* Begin GIVEN INFORMATION *
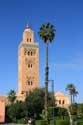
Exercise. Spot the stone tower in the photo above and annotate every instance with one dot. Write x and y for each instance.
(28, 63)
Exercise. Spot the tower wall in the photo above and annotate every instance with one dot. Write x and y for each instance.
(28, 63)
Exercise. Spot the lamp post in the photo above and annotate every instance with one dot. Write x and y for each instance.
(52, 82)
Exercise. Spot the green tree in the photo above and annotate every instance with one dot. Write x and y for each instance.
(74, 93)
(35, 102)
(11, 96)
(47, 34)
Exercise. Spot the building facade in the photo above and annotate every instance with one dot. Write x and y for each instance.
(61, 100)
(28, 63)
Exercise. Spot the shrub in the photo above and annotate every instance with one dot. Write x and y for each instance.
(79, 122)
(62, 122)
(40, 122)
(21, 121)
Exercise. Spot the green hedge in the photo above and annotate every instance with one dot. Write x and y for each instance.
(62, 122)
(79, 123)
(21, 121)
(55, 122)
(40, 122)
(59, 122)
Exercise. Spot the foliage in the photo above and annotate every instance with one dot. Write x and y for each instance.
(47, 32)
(35, 102)
(62, 122)
(40, 122)
(11, 96)
(21, 121)
(72, 91)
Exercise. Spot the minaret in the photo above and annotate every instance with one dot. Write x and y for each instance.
(28, 63)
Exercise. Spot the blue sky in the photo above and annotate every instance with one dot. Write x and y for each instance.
(66, 51)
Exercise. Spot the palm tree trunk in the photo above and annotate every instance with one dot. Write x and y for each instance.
(46, 85)
(71, 99)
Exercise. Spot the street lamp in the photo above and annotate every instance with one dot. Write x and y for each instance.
(52, 82)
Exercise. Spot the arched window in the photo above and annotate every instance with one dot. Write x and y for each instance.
(30, 39)
(27, 40)
(31, 83)
(63, 102)
(28, 53)
(31, 65)
(28, 82)
(31, 53)
(59, 101)
(28, 65)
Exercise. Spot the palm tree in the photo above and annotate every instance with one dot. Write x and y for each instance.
(74, 93)
(70, 87)
(47, 34)
(11, 96)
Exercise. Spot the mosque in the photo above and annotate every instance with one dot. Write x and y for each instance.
(28, 72)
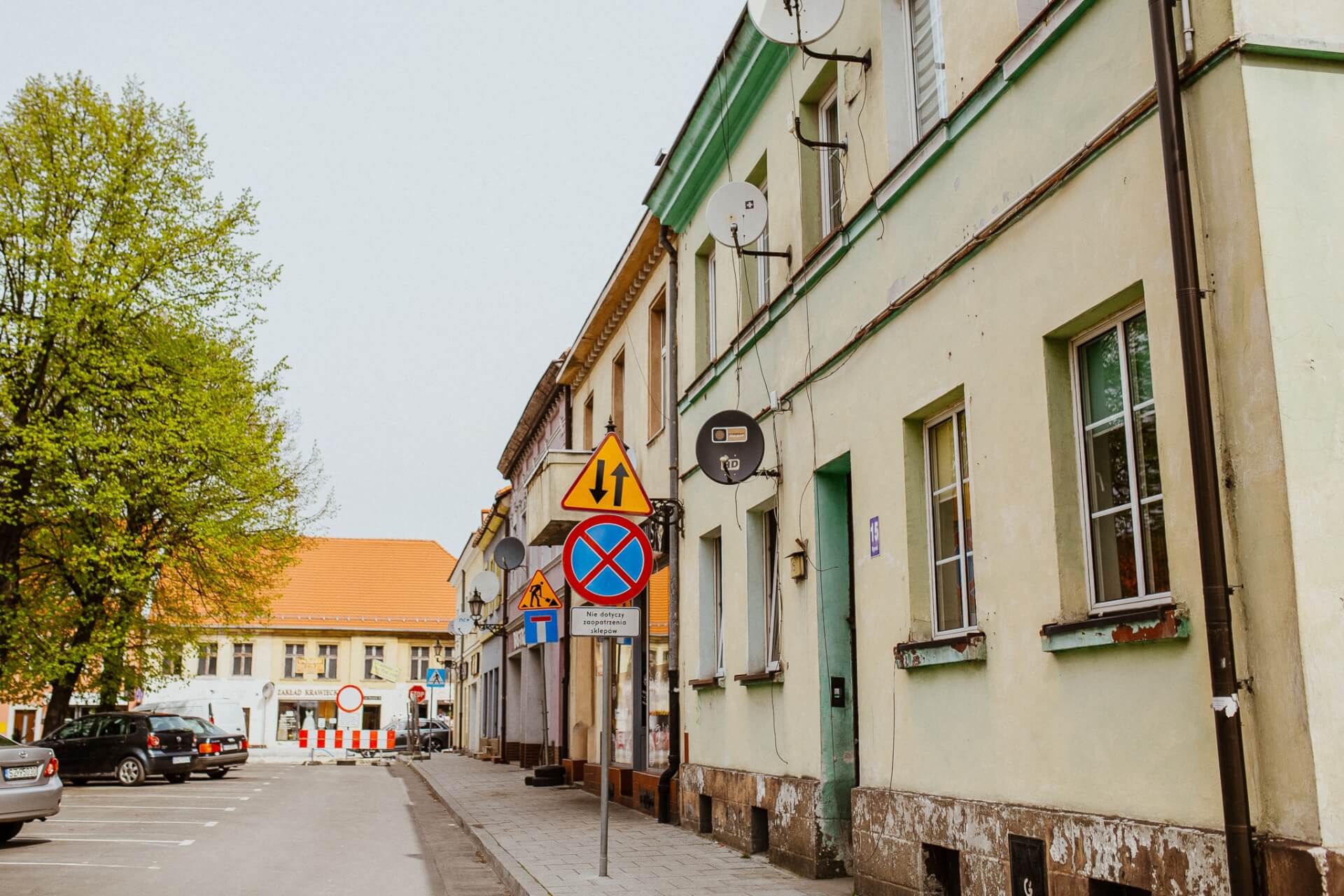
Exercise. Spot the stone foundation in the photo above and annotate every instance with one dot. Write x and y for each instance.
(790, 830)
(891, 830)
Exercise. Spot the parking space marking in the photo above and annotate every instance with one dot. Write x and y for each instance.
(99, 840)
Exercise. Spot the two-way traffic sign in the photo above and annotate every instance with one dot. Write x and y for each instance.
(608, 484)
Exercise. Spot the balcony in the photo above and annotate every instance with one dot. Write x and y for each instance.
(547, 523)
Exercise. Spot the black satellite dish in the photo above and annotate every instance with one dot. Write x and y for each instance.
(510, 552)
(730, 448)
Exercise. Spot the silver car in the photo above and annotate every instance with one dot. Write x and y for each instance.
(30, 786)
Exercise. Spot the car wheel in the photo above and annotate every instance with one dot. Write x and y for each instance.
(131, 773)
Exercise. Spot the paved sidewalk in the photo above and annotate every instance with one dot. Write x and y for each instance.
(543, 840)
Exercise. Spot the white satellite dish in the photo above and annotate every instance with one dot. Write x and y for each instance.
(737, 214)
(797, 22)
(487, 584)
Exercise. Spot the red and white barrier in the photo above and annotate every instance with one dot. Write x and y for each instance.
(347, 738)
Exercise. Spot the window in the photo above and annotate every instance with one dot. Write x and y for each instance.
(420, 664)
(657, 363)
(832, 176)
(948, 473)
(292, 653)
(328, 652)
(207, 659)
(619, 394)
(588, 424)
(1123, 493)
(242, 659)
(929, 69)
(371, 653)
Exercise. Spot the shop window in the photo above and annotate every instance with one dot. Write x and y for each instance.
(207, 659)
(951, 550)
(242, 659)
(1123, 491)
(292, 653)
(942, 871)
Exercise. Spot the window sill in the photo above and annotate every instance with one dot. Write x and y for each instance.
(756, 679)
(1166, 622)
(962, 648)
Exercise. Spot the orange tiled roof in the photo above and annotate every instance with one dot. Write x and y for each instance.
(369, 583)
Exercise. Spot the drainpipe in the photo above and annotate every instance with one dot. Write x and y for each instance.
(1209, 514)
(673, 547)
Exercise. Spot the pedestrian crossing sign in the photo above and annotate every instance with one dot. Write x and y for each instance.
(608, 484)
(539, 594)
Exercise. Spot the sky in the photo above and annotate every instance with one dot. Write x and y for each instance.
(447, 186)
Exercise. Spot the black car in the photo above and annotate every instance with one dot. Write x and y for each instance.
(127, 746)
(217, 750)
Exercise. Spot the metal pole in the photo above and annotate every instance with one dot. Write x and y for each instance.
(1209, 512)
(606, 754)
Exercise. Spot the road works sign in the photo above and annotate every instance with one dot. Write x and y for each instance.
(608, 559)
(538, 594)
(608, 484)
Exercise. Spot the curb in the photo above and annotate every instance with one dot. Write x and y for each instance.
(514, 876)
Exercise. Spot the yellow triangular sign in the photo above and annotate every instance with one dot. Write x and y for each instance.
(608, 484)
(539, 594)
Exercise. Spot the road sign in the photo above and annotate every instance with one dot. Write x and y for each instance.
(538, 594)
(608, 559)
(385, 671)
(608, 484)
(350, 699)
(605, 622)
(542, 626)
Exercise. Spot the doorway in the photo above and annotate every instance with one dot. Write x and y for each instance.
(836, 652)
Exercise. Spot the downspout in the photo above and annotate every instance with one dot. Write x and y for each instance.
(673, 538)
(1209, 514)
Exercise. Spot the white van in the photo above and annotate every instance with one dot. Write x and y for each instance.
(220, 711)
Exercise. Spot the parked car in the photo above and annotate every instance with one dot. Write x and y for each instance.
(218, 711)
(30, 788)
(127, 746)
(217, 750)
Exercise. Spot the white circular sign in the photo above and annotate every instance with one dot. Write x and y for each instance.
(737, 214)
(487, 584)
(794, 20)
(350, 694)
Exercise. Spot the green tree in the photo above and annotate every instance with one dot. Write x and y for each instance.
(147, 485)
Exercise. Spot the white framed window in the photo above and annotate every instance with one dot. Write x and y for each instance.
(951, 545)
(207, 659)
(929, 81)
(242, 659)
(328, 652)
(420, 664)
(1123, 489)
(832, 175)
(292, 653)
(762, 261)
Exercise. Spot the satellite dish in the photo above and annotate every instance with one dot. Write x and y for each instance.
(730, 448)
(739, 206)
(797, 22)
(510, 552)
(487, 584)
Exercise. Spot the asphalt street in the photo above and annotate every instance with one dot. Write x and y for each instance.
(264, 830)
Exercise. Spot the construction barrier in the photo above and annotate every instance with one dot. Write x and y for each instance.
(347, 738)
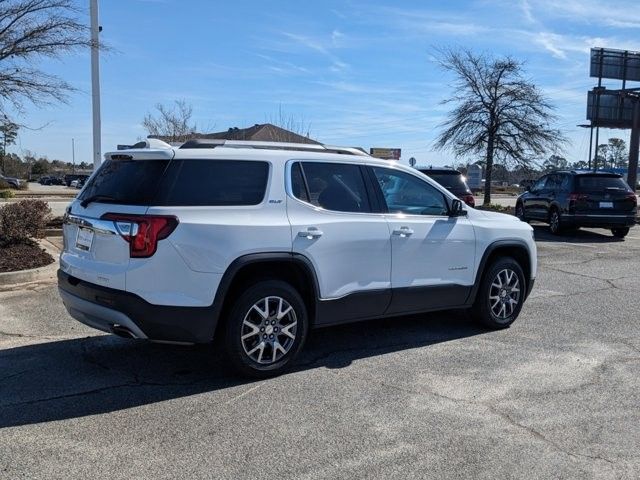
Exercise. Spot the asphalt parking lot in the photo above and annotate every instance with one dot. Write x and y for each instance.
(431, 396)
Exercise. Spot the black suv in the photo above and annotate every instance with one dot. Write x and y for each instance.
(574, 199)
(453, 181)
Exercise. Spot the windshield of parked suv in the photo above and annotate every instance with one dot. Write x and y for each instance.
(453, 181)
(586, 183)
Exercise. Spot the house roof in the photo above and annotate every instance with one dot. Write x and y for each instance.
(265, 132)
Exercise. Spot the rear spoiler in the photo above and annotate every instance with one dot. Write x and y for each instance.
(148, 149)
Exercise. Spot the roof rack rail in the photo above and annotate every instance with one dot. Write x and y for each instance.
(305, 147)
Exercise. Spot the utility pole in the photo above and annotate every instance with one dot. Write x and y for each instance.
(95, 83)
(634, 145)
(73, 155)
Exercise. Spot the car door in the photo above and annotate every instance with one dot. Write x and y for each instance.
(432, 253)
(534, 201)
(335, 226)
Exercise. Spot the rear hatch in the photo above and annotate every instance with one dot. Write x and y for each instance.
(96, 248)
(602, 194)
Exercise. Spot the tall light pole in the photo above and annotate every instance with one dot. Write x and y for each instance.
(95, 83)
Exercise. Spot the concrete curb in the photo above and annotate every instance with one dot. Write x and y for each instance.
(41, 274)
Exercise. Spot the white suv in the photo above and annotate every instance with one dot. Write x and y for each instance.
(257, 243)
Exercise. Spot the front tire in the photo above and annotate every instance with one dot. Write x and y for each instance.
(266, 329)
(620, 232)
(501, 294)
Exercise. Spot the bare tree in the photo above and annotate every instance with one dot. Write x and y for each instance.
(172, 123)
(29, 31)
(497, 112)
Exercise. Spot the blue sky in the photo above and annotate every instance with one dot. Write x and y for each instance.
(357, 72)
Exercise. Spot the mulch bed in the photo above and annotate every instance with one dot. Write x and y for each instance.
(23, 257)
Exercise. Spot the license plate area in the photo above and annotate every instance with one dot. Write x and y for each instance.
(84, 239)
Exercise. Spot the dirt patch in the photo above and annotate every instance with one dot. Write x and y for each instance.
(23, 256)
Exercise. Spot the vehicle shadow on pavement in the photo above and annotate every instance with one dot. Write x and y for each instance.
(543, 234)
(95, 375)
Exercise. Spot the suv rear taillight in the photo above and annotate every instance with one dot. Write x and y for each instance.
(142, 231)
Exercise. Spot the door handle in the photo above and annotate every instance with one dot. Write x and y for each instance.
(403, 232)
(310, 233)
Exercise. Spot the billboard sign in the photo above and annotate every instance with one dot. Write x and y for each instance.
(615, 64)
(386, 153)
(610, 109)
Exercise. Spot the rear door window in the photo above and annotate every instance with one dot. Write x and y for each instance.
(332, 186)
(213, 183)
(596, 183)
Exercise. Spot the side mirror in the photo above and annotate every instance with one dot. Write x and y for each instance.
(457, 209)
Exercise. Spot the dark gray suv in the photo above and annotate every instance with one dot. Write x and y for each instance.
(574, 199)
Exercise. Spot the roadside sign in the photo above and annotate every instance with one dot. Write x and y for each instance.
(386, 153)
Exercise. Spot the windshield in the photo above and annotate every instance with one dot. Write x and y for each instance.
(452, 181)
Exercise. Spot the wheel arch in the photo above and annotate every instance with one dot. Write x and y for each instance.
(252, 268)
(517, 249)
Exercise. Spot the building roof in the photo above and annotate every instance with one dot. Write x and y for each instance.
(265, 132)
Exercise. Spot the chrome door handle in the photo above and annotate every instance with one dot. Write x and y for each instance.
(403, 232)
(310, 233)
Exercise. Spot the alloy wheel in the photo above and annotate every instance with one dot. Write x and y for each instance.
(269, 330)
(504, 294)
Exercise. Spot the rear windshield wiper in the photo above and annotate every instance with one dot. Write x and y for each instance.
(94, 198)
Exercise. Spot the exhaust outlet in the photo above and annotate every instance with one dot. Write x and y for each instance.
(121, 331)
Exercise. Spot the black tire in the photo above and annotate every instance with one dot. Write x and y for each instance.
(555, 221)
(520, 212)
(483, 308)
(620, 232)
(243, 308)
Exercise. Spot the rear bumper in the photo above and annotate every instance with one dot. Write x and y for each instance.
(109, 310)
(599, 221)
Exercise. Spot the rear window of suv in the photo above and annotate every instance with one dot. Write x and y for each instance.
(180, 182)
(452, 181)
(590, 183)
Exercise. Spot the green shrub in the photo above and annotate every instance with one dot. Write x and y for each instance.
(23, 220)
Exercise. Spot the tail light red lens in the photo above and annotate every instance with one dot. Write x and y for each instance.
(142, 231)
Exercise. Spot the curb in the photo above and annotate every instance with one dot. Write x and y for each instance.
(40, 274)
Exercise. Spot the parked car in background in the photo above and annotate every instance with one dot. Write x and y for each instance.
(12, 181)
(70, 177)
(574, 199)
(51, 180)
(259, 245)
(453, 181)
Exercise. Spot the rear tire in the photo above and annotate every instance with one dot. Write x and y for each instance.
(555, 222)
(520, 213)
(266, 329)
(501, 294)
(620, 232)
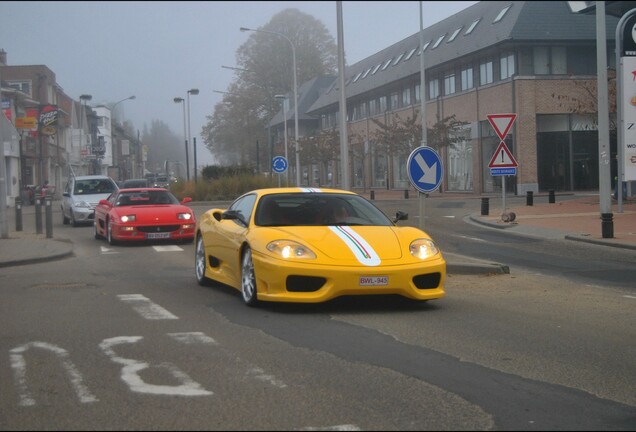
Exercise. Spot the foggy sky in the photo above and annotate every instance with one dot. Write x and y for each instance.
(159, 50)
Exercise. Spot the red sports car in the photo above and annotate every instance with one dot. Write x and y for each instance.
(144, 214)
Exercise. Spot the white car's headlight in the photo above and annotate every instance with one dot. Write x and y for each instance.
(289, 249)
(82, 204)
(423, 248)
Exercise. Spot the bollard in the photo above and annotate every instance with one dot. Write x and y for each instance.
(48, 213)
(607, 225)
(18, 214)
(38, 215)
(484, 206)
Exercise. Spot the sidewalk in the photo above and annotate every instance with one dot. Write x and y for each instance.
(572, 218)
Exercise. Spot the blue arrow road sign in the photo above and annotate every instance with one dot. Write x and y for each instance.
(279, 164)
(425, 169)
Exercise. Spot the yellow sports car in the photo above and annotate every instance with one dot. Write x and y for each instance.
(310, 245)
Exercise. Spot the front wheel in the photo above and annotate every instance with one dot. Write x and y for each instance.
(199, 262)
(248, 280)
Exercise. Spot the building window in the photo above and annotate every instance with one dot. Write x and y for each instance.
(502, 14)
(449, 83)
(382, 104)
(410, 54)
(454, 35)
(439, 41)
(470, 29)
(433, 89)
(23, 86)
(406, 96)
(507, 66)
(548, 60)
(467, 78)
(394, 101)
(485, 73)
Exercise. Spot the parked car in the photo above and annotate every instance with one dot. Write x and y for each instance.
(133, 183)
(311, 245)
(144, 214)
(81, 195)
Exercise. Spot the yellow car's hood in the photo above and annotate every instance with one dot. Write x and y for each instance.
(345, 244)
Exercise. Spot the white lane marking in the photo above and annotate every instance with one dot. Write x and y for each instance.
(168, 248)
(144, 307)
(19, 368)
(131, 369)
(260, 375)
(189, 338)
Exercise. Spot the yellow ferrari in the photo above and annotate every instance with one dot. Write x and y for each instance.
(311, 245)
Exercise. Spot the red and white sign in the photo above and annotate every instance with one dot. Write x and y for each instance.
(502, 123)
(502, 158)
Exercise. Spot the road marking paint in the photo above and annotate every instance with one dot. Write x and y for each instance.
(19, 368)
(189, 338)
(131, 369)
(169, 248)
(260, 374)
(144, 307)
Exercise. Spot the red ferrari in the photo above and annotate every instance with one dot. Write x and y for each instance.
(144, 214)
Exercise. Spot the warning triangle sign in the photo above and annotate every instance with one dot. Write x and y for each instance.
(502, 158)
(502, 123)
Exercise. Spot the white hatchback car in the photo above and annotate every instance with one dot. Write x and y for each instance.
(82, 194)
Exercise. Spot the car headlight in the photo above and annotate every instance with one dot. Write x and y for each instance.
(82, 204)
(423, 248)
(288, 249)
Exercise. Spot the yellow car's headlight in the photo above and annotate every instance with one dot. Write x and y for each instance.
(289, 249)
(423, 248)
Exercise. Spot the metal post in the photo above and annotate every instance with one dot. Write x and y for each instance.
(48, 211)
(18, 214)
(38, 215)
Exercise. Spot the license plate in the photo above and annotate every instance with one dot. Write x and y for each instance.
* End GIVEN INFORMATION *
SHORT PROBLEM —
Take the lines above from the one holding "Exercise. Spot the car headlight" to the last and output them exactly.

THE REPLY —
Exercise. Spot the car headlight in the photo above and annotate every instance with one dot. Write x and y for each instance.
(82, 204)
(423, 248)
(288, 249)
Exercise. Spot the yellow car's headlight in the photo above and annotate every instance with one dot. Write x and y for each instance.
(289, 249)
(423, 248)
Exercise. Spot the metal post in the photo above and annotate every instance with one dot. Write x and y for each instance.
(48, 211)
(18, 214)
(38, 215)
Exercise. Spot the license plate in the photo above and annotate every instance with one dot. Write x and y for each instance.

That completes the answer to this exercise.